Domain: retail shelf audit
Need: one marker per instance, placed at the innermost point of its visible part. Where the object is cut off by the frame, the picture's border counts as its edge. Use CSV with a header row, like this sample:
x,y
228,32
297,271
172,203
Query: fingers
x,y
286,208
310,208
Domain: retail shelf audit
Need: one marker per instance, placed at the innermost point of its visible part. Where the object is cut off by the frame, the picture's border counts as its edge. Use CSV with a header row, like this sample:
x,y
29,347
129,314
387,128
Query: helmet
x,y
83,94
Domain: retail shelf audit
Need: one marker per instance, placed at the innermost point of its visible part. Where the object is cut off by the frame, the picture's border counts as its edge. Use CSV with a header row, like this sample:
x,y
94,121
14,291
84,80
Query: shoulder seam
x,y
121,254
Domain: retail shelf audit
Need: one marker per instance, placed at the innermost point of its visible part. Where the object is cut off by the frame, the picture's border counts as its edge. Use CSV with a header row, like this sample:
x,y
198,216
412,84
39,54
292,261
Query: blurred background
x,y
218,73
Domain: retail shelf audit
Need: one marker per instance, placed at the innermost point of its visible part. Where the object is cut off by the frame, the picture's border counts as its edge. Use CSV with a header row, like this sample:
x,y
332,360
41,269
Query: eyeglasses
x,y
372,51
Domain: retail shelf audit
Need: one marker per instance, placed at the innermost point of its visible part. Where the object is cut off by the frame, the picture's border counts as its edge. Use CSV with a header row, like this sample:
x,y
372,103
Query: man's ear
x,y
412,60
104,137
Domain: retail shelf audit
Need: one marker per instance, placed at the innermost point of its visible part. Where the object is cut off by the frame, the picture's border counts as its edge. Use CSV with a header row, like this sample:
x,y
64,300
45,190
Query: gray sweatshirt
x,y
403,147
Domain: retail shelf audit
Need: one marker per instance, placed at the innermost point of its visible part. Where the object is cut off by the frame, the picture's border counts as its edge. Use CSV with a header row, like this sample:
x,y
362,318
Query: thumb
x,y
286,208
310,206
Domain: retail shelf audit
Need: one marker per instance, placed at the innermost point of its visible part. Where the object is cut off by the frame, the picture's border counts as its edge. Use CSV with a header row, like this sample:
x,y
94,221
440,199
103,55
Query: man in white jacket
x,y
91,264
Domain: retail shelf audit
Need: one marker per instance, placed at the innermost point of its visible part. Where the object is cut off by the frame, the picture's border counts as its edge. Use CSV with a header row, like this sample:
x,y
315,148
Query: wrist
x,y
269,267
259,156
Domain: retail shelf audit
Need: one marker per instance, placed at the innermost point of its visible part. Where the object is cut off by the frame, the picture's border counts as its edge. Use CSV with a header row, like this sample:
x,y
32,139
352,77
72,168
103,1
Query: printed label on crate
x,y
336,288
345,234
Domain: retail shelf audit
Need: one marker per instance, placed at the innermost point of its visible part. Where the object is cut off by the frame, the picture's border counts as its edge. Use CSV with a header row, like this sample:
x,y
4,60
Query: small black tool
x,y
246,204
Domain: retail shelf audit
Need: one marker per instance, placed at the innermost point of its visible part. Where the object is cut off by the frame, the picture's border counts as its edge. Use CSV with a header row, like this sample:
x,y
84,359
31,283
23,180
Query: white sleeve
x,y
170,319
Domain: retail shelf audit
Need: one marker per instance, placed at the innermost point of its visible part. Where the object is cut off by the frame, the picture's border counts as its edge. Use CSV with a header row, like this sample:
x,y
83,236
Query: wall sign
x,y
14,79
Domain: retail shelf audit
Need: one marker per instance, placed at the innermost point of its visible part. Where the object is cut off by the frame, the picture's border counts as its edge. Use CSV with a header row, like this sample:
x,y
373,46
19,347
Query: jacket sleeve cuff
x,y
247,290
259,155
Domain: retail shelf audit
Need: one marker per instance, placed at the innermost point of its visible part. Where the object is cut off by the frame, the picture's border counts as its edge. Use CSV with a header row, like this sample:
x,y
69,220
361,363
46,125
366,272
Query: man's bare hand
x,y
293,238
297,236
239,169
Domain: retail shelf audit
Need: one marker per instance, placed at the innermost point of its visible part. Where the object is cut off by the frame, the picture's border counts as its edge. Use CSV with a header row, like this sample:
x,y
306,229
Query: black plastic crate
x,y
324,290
##########
Try it: Your task is to reproduce the records in full, without any alteration.

Your response:
Domain: retail shelf audit
Need: one marker per instance, placed at the innermost point of its visible part. Where the object is cut off by the frame, the picture's border counts as its edge. Use CSV with a header row, like this sample:
x,y
228,32
297,271
172,203
Query: fingers
x,y
286,208
310,208
Domain: retail shelf audit
Need: one marker per instance, placed at the innermost point of its visible part. Where the object is cut off by the frame, the picture's border counts as its edge. Use CSV with a header row, like this sample:
x,y
29,347
129,314
387,128
Query: helmet
x,y
83,94
Domain: retail shelf audit
Need: one marker per instance, placed at the innermost point of its visible part. Where the object is cut off by the frame, the picture's border counts as its edge. Use CSV with a header row, like this sample:
x,y
94,121
14,291
84,80
Query: shoulder seam
x,y
121,254
Domain: retail shelf audit
Need: one marker per instance, placed at the innermost point of its visible part. Where the object is cut off by the frame, the picture's border counts as its edge. Use CSV with a header row, like this sample:
x,y
198,216
412,84
39,54
292,261
Query: blurred background
x,y
218,73
Domain: retail shelf audit
Need: one marker per instance, placed at the innermost point of its visible part. Where the object is cut off by the frame, the picture's border counts as its edge. Use CSV with a header row, like this sample:
x,y
332,360
41,269
Query: eyeglasses
x,y
372,51
Domain: retail shelf audit
Need: one marker per instance, placed at the innermost point of its visible part. Where the object is cut off by the frame, the picture's border counts as its edge. Use CSV with a header row, like this sample:
x,y
372,103
Query: man's ear
x,y
412,60
104,137
Domain: retail shelf audit
Need: one marker per instance, placed at the innermost point of its visible part. Where the object is cut off by the frame, the picture's border counts as its edge. Use CSV with a header row, like this sample:
x,y
64,300
45,190
Query: gray sweatshirt
x,y
403,147
Domain: retail shelf audit
Need: one marker per instance, placed at the innermost point of its visible part. Where the object is cut off by the frame, the picture's border counts as its edge. Use CSV with a header row, like this sample:
x,y
362,318
Query: thumb
x,y
286,208
310,206
Domain: retail shelf audit
Need: one marker per instance, placed at the innermost point of its visible part. Where the object is cut off by the frame, the picture's border counts as its edge. Use CSV with a header row, like this sample:
x,y
94,221
440,199
103,55
Query: man in white jacket
x,y
91,264
Domain: retail shelf audit
Need: one marker per instance, placed at the innermost point of its visible part. Where the object is cut off by the frame, the picture's border counts as its edge. Use CSV with a header row, like this sample:
x,y
315,148
Query: wrist
x,y
269,267
259,156
Domain: retail shelf audit
Need: one marker per instance, placed at the innermost point of its visible part. Where the object is cut off by the frame, the picture's border counts as its edge. Use CSV with a header row, like this sample:
x,y
32,139
352,77
72,168
103,1
Query: printed label on crate
x,y
336,288
345,234
Domain: retail shelf audit
Need: one marker per instance, placed at the innermost point of its visible part. Where the object is cut off by the frame, the picture's border counts as its edge. Use CSV with a header row, like this sample:
x,y
4,60
Query: small black tool
x,y
246,204
Domain: retail shelf audit
Need: one marker per instance, placed at the innermost point of its visible part. Where the object is cut off by the frame, the picture's border counts as its edge. Use CSV with a header row, like this sample:
x,y
84,359
31,283
23,180
Query: white sleeve
x,y
170,319
Domain: retail shelf audit
Need: one marker per instance, placed at the innermost point of its visible part. Where the object is cut off by the frame, the picture's border counts as its edge. Use CSV with a header row, like this sample:
x,y
83,236
Query: wall sign
x,y
14,79
Domain: retail shelf audit
Need: one marker per instance, placed at the innermost point of its visible part. Where the object is cut off by the frame, the picture's border counts as its edge. Use CSV with a header row, like this sample:
x,y
373,46
19,347
Query: jacket sleeve cuff
x,y
247,290
259,155
Domain: retail shelf audit
Need: one marker per instance, placed at the innermost point of its visible part. Where the object is cut off by the frame, the picture's border counts as its edge. Use CSV with a header row, like this sample:
x,y
69,220
361,363
46,125
366,272
Query: man's bare hand
x,y
293,238
297,236
239,169
Domain: retail shelf audit
Need: one marker per instance, placed at the innermost point of its visible part. Where the object is cut off by the frame, the picture's border counts as its edge. Use CSV with a header row, like this sample:
x,y
306,229
Query: black plastic crate
x,y
324,290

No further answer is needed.